**Task objective**
On how many lines of these entries does the word "positive" occur? State the number alone.

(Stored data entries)
•••••

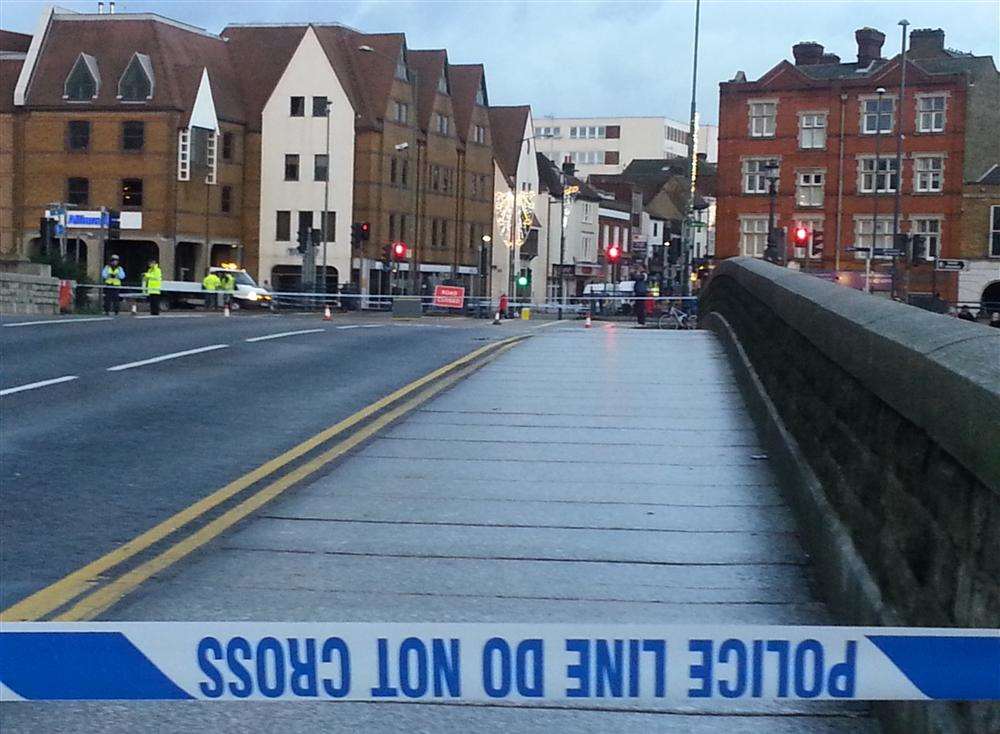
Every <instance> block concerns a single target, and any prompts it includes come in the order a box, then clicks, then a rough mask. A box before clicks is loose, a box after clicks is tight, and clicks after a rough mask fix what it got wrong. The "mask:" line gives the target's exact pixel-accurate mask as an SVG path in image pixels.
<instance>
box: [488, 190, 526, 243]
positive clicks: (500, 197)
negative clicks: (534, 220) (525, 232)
mask: <svg viewBox="0 0 1000 734" xmlns="http://www.w3.org/2000/svg"><path fill="white" fill-rule="evenodd" d="M514 198H515V197H514V192H513V191H506V192H501V191H498V192H497V193H496V194H494V196H493V211H494V212H495V215H496V221H497V225H498V226H499V229H500V231H499V234H500V236H501V237H502V238H503V240H504V242H506V243H507V246H508V247H511V246H515V247H517V246H520V245H521V243H522V242H524V235H525V232H527V230H529V229H530V228H531V223H532V221H533V220H534V216H535V192H534V191H518V192H517V210H518V214H519V219H520V220H521V226H520V227H516V228H515V229H516V230H517V232H516V235H517V242H516V243H515V242H514V238H513V237H512V236H511V220H512V219H513V216H514Z"/></svg>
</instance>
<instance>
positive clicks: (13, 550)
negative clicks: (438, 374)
mask: <svg viewBox="0 0 1000 734" xmlns="http://www.w3.org/2000/svg"><path fill="white" fill-rule="evenodd" d="M39 321H44V323H36V322H39ZM22 324H23V325H22ZM512 326H514V325H512ZM515 328H516V327H515ZM510 333H511V331H510V329H503V330H500V329H495V328H491V327H490V326H489V325H488V322H477V321H471V320H465V319H454V320H452V319H424V320H422V321H420V322H410V323H393V322H392V321H391V320H390V319H388V318H387V317H385V316H377V315H368V316H366V315H351V316H338V317H337V318H336V319H335V320H334V321H332V322H324V321H322V320H320V319H319V318H318V317H317V316H271V315H256V316H246V315H244V316H239V317H232V318H223V317H221V316H216V315H193V314H192V315H188V314H183V315H170V316H162V317H159V318H142V317H139V318H135V317H126V316H122V317H119V318H118V319H109V320H104V319H93V320H85V319H68V320H66V319H45V320H43V319H39V318H25V317H21V318H7V319H5V320H4V321H3V322H2V326H0V354H2V373H0V375H2V376H0V410H2V413H3V421H2V426H0V454H2V462H0V484H2V486H3V493H4V501H3V512H2V513H0V537H2V539H3V540H2V546H0V577H2V578H3V580H4V582H3V584H2V585H0V609H4V608H7V607H9V606H10V605H11V604H12V603H14V602H16V601H19V600H21V599H23V598H24V597H26V596H28V595H30V594H31V593H33V592H35V591H37V590H39V589H41V588H43V587H45V586H47V585H49V584H50V583H52V582H54V581H56V580H58V579H60V578H62V577H63V576H65V575H66V574H67V573H69V572H71V571H73V570H75V569H77V568H79V567H81V566H83V565H84V564H86V563H88V562H89V561H91V560H93V559H95V558H97V557H99V556H101V555H103V554H104V553H107V552H108V551H110V550H112V549H113V548H115V547H117V546H119V545H120V544H122V543H123V542H125V541H127V540H129V539H131V538H133V537H134V536H136V535H137V534H139V533H141V532H143V531H145V530H147V529H148V528H150V527H152V526H154V525H155V524H156V523H158V522H160V521H162V520H164V519H165V518H167V517H169V516H170V515H171V514H173V513H174V512H177V511H178V510H180V509H182V508H184V507H186V506H188V505H190V504H191V503H192V502H194V501H196V500H198V499H200V498H202V497H204V496H206V495H208V494H210V493H211V492H213V491H214V490H216V489H218V488H219V487H221V486H223V485H225V484H226V483H227V482H229V481H232V480H233V479H234V478H236V477H239V476H241V475H243V474H245V473H246V472H248V471H250V470H251V469H253V468H255V467H258V466H259V465H261V464H262V463H264V462H265V461H267V460H269V459H271V458H272V457H274V456H275V455H277V454H279V453H281V452H282V451H284V450H286V449H288V448H290V447H292V446H294V445H296V444H297V443H299V442H300V441H302V440H304V439H305V438H307V437H309V436H312V435H314V434H316V433H317V432H318V431H321V430H322V429H324V428H327V427H329V426H330V425H332V424H334V423H336V422H337V421H338V420H340V419H342V418H344V417H345V416H348V415H350V414H352V413H354V412H355V411H357V410H358V409H360V408H362V407H364V406H366V405H368V404H370V403H372V402H373V401H374V400H376V399H378V398H380V397H382V396H384V395H385V394H387V393H389V392H391V391H392V390H394V389H396V388H398V387H400V386H402V385H404V384H406V383H408V382H410V381H412V380H414V379H415V378H417V377H420V376H421V375H424V374H426V373H427V372H429V371H431V370H433V369H435V368H436V367H439V366H440V365H442V364H445V363H447V362H450V361H451V360H454V359H455V358H456V357H459V356H461V355H464V354H466V353H468V352H470V351H472V350H473V349H475V348H476V347H479V346H482V344H483V341H484V340H489V339H498V338H500V337H502V336H509V335H510ZM201 350H204V351H201Z"/></svg>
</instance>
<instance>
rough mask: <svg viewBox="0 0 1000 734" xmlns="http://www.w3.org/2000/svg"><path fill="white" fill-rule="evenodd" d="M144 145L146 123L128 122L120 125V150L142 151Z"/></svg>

•••••

**Exercise response**
2